本文:
+++++

日本年金機構が125万件に上る年金情報を流出させた事件。未知の新種ウイルスを使った「標的型攻撃」が直接の原因だが、同機構のセキュリティー体制の甘さが被害を拡大させた側面もある。

 日本年金機構は2015年6月1日、機構内のコンピュータがサイバー攻撃を受け、約101万人分、125万件の個人情報が流出したと発表しました。このうち約97万人は氏名、生年月日と基礎年金番号の3情報がセットで流出しました。3情報に住所を加えた4情報が流出した人も約1万5000人に上ります。

 機構は該当者にお詫びの手紙を送付したほか、該当者の年金手帳を9月以降に交換する予定です。しかし、流出発覚後の最初の年金支給日となった6月15日前後には、年金狙いの詐欺とみられる不審な電話が300件以上確認されました。該当者の住所変更の届け出が無関係の第三者によって出された可能性も指摘されており、波紋が広がっています。

+++++

データセットに含まれる行:
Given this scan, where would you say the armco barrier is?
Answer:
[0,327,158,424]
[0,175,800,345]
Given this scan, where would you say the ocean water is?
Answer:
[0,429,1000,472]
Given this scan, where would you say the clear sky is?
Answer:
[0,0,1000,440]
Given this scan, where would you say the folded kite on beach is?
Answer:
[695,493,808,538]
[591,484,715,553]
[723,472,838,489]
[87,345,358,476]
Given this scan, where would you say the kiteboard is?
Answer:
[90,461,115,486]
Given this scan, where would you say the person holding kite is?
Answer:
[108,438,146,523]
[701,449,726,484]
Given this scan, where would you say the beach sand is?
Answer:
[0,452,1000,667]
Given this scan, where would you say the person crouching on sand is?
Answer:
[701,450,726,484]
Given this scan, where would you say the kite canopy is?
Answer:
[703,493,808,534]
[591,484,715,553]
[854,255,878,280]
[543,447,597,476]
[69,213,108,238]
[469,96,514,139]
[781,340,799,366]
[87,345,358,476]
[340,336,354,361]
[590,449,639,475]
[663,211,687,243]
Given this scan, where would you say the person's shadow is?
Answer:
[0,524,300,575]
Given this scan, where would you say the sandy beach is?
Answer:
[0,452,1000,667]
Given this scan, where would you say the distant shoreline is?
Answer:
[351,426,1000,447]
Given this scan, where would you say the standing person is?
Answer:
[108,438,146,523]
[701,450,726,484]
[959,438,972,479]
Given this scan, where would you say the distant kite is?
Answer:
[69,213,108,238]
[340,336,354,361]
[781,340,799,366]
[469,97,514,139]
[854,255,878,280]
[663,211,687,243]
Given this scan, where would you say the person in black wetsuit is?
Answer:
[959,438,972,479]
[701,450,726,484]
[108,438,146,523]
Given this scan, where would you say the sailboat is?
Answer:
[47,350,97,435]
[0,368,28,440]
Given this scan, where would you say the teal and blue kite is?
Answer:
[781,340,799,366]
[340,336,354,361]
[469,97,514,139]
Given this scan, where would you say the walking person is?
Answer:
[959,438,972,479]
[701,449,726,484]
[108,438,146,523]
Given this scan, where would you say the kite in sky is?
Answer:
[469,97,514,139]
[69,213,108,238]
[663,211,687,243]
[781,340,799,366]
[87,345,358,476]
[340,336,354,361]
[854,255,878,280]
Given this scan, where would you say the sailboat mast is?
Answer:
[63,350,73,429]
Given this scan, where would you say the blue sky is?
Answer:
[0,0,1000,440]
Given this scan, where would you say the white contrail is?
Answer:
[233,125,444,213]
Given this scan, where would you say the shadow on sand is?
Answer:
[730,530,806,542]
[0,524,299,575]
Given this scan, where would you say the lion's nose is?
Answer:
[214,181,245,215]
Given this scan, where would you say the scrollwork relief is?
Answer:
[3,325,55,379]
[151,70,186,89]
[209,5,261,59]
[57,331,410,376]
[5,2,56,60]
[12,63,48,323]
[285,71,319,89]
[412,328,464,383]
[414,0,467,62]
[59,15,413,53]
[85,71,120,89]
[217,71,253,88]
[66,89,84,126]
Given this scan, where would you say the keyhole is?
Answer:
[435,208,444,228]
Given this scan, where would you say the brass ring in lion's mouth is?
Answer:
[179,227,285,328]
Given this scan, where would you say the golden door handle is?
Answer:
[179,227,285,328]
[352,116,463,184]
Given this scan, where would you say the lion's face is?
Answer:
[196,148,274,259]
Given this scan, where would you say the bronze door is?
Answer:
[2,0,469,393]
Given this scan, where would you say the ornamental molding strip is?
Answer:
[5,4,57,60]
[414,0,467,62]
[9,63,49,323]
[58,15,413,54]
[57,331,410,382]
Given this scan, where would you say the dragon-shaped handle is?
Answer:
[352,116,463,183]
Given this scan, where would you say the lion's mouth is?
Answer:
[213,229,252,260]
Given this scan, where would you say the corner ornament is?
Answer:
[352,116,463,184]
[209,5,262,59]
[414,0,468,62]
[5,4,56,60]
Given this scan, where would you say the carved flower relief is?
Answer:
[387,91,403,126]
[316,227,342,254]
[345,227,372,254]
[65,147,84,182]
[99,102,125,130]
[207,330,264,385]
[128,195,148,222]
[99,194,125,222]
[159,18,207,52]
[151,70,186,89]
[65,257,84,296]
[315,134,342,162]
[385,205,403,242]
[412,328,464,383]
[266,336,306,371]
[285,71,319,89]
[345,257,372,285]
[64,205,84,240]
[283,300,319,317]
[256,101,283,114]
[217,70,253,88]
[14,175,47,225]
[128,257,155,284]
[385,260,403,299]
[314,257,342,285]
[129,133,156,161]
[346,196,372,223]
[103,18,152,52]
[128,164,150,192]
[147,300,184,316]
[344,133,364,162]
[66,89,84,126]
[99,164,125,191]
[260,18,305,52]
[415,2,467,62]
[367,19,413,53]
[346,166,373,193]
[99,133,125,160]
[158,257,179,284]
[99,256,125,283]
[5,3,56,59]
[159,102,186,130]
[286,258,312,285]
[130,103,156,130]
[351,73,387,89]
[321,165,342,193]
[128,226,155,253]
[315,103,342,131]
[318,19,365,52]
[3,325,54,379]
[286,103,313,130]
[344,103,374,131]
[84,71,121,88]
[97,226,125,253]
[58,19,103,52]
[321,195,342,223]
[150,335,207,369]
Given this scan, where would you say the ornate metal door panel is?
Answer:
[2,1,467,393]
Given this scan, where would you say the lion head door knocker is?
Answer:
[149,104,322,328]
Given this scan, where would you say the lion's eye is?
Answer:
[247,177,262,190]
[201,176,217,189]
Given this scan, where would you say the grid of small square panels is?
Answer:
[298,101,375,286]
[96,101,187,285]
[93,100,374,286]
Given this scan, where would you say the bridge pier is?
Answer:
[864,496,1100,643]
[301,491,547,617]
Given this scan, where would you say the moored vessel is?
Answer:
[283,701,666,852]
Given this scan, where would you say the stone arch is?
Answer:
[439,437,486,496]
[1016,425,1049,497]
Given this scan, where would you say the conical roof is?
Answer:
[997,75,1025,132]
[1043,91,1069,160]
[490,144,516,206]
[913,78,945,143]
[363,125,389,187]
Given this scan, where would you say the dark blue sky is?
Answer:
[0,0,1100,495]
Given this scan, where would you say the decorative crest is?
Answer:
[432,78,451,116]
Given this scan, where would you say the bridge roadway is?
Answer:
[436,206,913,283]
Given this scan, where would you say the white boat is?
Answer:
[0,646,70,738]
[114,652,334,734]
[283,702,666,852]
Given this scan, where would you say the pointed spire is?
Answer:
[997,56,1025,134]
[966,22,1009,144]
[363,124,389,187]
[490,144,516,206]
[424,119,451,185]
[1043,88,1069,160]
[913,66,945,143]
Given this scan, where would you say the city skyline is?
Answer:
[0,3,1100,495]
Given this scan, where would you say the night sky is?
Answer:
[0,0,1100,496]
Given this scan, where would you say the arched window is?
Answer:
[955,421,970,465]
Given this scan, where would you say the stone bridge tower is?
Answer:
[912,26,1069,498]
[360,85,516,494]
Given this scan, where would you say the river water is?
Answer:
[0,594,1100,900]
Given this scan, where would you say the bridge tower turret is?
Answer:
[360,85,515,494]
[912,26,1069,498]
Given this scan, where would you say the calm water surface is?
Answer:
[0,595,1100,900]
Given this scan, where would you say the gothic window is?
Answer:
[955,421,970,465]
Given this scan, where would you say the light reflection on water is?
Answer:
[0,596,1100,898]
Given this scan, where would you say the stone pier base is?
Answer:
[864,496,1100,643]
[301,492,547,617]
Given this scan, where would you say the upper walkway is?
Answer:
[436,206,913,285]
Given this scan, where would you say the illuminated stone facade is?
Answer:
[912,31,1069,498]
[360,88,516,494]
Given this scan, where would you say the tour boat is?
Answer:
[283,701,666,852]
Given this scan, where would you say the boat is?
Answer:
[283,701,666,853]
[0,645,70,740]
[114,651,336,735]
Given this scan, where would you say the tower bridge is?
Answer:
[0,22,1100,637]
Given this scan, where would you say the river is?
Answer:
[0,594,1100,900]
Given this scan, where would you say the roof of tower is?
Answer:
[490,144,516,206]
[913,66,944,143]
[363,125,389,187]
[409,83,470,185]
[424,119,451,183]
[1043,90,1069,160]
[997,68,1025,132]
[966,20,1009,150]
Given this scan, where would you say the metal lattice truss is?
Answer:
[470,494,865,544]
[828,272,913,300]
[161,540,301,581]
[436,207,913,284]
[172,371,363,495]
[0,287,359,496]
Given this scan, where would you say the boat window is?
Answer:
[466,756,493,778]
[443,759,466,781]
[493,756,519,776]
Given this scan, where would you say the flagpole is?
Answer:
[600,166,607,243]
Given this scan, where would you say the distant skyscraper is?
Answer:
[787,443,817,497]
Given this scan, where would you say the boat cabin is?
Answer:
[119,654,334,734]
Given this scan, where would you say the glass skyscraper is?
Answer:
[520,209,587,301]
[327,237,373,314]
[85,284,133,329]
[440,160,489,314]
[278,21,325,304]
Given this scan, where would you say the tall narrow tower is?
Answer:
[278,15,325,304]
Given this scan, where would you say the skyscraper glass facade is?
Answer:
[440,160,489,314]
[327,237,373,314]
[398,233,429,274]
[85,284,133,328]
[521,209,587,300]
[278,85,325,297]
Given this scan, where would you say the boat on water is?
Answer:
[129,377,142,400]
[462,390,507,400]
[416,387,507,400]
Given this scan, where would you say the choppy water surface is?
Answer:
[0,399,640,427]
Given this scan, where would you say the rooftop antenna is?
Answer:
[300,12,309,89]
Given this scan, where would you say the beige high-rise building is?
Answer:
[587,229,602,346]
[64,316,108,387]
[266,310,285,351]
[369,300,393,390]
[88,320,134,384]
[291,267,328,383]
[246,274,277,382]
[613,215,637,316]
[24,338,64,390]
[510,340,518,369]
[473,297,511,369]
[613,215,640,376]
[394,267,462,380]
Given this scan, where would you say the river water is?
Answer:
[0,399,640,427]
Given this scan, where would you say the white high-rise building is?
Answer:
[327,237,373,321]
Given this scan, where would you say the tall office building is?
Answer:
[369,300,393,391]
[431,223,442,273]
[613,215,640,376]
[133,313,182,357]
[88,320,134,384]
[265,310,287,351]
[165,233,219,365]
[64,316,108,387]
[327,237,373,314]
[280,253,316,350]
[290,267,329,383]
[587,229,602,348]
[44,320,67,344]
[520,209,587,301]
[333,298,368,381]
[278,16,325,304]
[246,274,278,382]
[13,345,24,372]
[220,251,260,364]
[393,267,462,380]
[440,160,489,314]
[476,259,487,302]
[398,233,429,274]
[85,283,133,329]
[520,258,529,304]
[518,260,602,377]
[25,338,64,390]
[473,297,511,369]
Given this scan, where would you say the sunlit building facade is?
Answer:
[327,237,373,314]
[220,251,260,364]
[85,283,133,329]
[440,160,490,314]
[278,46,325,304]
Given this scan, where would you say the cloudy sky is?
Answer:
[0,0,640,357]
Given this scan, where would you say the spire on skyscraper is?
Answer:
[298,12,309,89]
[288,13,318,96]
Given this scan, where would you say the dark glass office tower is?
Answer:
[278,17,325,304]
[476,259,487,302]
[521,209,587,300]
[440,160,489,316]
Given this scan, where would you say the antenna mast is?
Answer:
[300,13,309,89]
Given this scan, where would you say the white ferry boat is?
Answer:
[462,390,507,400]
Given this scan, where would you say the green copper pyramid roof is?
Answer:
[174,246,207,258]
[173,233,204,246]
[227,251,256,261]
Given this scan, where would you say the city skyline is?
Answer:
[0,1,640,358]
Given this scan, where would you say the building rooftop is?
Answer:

+++++

課題内容: 年金情報流出に関する本文で、流出した個人情報として挙げられている項目をすべて列挙してください。 本文の記述のみに基づいて解答してください。

解答: 氏名、生年月日、基礎年金番号、住所